◆ Required task
Reproduce each of the records below word for word, leaving nothing out.

(Boundary labeling items)
################

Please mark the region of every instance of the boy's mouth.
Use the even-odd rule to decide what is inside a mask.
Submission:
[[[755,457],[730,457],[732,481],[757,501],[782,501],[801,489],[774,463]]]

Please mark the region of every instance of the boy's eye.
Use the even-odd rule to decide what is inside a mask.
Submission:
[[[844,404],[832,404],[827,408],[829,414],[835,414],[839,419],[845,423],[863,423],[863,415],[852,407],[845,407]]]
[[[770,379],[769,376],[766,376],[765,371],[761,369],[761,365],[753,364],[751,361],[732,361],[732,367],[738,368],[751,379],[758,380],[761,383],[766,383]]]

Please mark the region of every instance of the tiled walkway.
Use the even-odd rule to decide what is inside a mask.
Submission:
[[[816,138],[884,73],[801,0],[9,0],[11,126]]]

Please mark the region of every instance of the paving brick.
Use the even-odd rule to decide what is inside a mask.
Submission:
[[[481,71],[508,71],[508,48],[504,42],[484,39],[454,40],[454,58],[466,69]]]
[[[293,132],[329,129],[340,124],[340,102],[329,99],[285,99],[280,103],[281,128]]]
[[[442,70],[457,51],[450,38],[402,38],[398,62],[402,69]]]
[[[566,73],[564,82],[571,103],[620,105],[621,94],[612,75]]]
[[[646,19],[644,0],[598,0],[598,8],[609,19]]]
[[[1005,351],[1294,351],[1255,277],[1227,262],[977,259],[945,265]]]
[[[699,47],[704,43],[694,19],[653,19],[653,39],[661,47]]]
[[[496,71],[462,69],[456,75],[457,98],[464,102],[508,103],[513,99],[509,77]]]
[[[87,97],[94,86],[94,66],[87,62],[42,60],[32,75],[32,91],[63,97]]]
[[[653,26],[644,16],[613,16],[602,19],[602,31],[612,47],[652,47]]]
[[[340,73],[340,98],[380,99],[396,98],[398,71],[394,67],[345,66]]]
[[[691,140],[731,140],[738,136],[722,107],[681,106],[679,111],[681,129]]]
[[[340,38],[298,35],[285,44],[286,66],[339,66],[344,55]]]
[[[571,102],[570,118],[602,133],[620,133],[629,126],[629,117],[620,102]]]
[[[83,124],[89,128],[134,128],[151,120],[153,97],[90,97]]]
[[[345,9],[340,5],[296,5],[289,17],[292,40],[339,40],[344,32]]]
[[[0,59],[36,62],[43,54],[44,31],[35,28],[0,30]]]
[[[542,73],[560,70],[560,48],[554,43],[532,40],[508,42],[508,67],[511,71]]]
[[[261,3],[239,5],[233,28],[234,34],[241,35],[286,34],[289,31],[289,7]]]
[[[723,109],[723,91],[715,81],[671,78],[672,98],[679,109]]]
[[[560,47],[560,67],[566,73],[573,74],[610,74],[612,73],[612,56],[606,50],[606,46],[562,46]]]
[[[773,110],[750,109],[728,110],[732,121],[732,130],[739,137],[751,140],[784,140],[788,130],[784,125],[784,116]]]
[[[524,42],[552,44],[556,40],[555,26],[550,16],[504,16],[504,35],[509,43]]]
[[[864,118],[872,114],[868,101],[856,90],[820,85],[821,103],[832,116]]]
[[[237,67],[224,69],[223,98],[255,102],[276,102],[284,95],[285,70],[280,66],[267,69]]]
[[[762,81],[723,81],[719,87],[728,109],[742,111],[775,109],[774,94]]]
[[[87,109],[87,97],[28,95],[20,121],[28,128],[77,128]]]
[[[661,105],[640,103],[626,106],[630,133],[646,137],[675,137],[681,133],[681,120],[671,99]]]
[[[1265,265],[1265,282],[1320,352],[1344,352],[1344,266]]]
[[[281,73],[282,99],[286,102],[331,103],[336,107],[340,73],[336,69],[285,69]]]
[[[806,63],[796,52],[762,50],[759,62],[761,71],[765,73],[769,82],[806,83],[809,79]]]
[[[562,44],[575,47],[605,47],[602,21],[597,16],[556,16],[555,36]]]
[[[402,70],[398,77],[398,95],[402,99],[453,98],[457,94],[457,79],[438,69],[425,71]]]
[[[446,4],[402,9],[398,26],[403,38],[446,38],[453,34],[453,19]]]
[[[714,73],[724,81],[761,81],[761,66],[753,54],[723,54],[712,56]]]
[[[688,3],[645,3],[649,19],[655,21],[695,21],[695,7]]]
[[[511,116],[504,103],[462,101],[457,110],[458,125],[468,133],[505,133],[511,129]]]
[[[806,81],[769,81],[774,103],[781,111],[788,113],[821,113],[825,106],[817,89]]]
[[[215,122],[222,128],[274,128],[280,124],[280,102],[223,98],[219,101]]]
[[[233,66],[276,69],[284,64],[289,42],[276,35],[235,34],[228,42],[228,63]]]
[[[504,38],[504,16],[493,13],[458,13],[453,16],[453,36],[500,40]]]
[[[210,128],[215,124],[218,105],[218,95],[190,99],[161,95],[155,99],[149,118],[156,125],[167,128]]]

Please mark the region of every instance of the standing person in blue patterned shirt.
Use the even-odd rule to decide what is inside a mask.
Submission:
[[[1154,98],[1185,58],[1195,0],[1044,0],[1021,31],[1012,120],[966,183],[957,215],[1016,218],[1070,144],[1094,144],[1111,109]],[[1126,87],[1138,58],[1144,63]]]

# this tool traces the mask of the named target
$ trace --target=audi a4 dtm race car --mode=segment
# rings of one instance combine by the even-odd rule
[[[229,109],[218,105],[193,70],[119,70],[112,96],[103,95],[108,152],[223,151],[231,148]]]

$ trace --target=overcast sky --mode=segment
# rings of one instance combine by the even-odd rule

################

◆ Worked answer
Please mark the region of every instance of the boy's mouth.
Use the even-odd rule to decide what is inside a mask.
Submission:
[[[755,457],[730,457],[732,481],[757,501],[782,501],[801,489],[774,463]]]

Please mark the region of every instance of the boy's eye.
Use the even-odd rule to decide what is inside a mask.
Submission:
[[[844,404],[832,404],[827,408],[829,414],[835,414],[839,419],[845,423],[863,423],[863,415],[852,407],[845,407]]]
[[[770,379],[769,376],[766,376],[765,371],[761,369],[761,365],[753,364],[751,361],[732,361],[732,367],[738,368],[751,379],[758,380],[761,383],[766,383]]]

Please mark the region of every instance of the tiled walkway.
Use the even-odd rule to decide what is inside a mask.
Submission:
[[[816,138],[884,73],[801,0],[9,0],[11,126]]]

Please mark the region of every instance of the paving brick.
Use the even-odd rule to decide what is inside a mask.
Submission:
[[[481,71],[508,71],[508,48],[504,42],[484,39],[454,40],[454,58],[466,69]]]
[[[293,132],[329,129],[340,124],[340,102],[329,99],[285,99],[280,103],[281,128]]]
[[[442,70],[457,51],[450,38],[402,38],[398,62],[402,69]]]
[[[566,73],[564,82],[571,103],[620,105],[621,94],[612,75]]]
[[[646,19],[644,0],[598,0],[598,8],[609,19]]]
[[[1005,351],[1294,351],[1255,277],[1227,262],[977,259],[945,265]]]
[[[699,47],[704,43],[694,19],[653,19],[653,39],[661,47]]]
[[[496,71],[462,69],[456,75],[457,98],[464,102],[508,103],[513,99],[509,77]]]
[[[87,97],[94,86],[94,66],[87,62],[42,60],[32,75],[32,91],[63,97]]]
[[[653,26],[644,16],[613,16],[602,19],[602,31],[612,47],[652,47]]]
[[[340,73],[340,98],[380,99],[396,98],[398,71],[394,67],[345,66]]]
[[[691,140],[731,140],[738,136],[722,107],[681,106],[679,111],[681,129]]]
[[[340,38],[298,35],[285,44],[286,66],[339,66],[344,55]]]
[[[571,102],[570,118],[602,133],[620,133],[629,126],[629,117],[620,102]]]
[[[83,124],[89,128],[134,128],[151,120],[153,97],[90,97]]]
[[[345,9],[340,5],[296,5],[289,17],[292,40],[339,40],[344,32]]]
[[[0,59],[36,62],[43,54],[44,31],[35,28],[0,30]]]
[[[542,73],[560,70],[560,48],[554,43],[532,40],[508,42],[508,67],[511,71]]]
[[[261,3],[239,5],[233,28],[234,34],[241,35],[286,34],[289,31],[289,7]]]
[[[723,109],[723,91],[715,81],[671,78],[672,98],[679,109]]]
[[[560,47],[560,67],[566,73],[573,74],[610,74],[612,73],[612,56],[606,50],[606,46],[562,46]]]
[[[773,110],[750,109],[728,110],[732,121],[732,130],[739,137],[751,140],[784,140],[788,130],[784,125],[784,116]]]
[[[524,42],[552,44],[556,40],[555,26],[550,16],[504,16],[504,35],[509,43]]]
[[[864,118],[872,114],[868,101],[856,90],[820,85],[821,103],[832,116]]]
[[[237,67],[224,69],[223,98],[255,102],[276,102],[284,95],[285,70],[280,66],[267,69]]]
[[[762,81],[723,81],[719,87],[728,109],[742,111],[775,109],[774,94]]]
[[[87,109],[87,97],[28,95],[20,121],[28,128],[77,128]]]
[[[661,105],[640,103],[626,106],[630,133],[646,137],[675,137],[681,133],[681,120],[671,99]]]
[[[1265,265],[1265,282],[1320,352],[1344,352],[1344,266]]]
[[[281,73],[282,99],[286,102],[331,103],[336,107],[340,73],[336,69],[285,69]]]
[[[806,63],[796,52],[762,50],[759,62],[761,71],[765,73],[769,82],[806,83],[809,79]]]
[[[562,44],[575,47],[605,47],[602,21],[597,16],[556,16],[555,36]]]
[[[402,70],[398,77],[398,95],[402,99],[453,98],[457,94],[457,79],[438,69],[425,71]]]
[[[446,4],[402,9],[398,26],[403,38],[446,38],[453,34],[453,19]]]
[[[714,73],[724,81],[761,81],[761,66],[753,54],[723,54],[712,56]]]
[[[688,3],[645,3],[649,19],[655,21],[695,21],[695,7]]]
[[[511,116],[504,103],[462,101],[457,110],[458,125],[468,133],[505,133],[511,129]]]
[[[806,81],[769,81],[774,103],[781,111],[788,113],[821,113],[825,106],[817,89]]]
[[[215,122],[222,128],[274,128],[280,124],[280,102],[223,98],[219,101]]]
[[[233,66],[276,69],[284,64],[289,42],[276,35],[235,34],[228,42],[228,63]]]
[[[504,38],[504,16],[493,13],[458,13],[453,16],[453,36],[500,40]]]
[[[210,128],[215,124],[218,105],[218,95],[190,99],[161,95],[155,99],[149,118],[156,125],[167,128]]]

Please mark the region of every instance of the standing person in blue patterned shirt.
Use the even-odd rule to decide what is inside a mask.
Submission:
[[[1154,98],[1185,58],[1195,0],[1044,0],[1021,31],[1012,120],[966,183],[957,215],[1016,218],[1070,144],[1094,144],[1111,109]],[[1126,87],[1138,58],[1144,63]]]

# this tool traces the mask of the named target
$ trace --target=audi a4 dtm race car --mode=segment
# rings of one instance combine by the even-odd rule
[[[229,109],[218,105],[193,70],[119,70],[112,96],[103,95],[108,152],[223,151],[231,148]]]

$ trace --target=overcast sky --mode=segment
# rings of one instance combine by the even-odd rule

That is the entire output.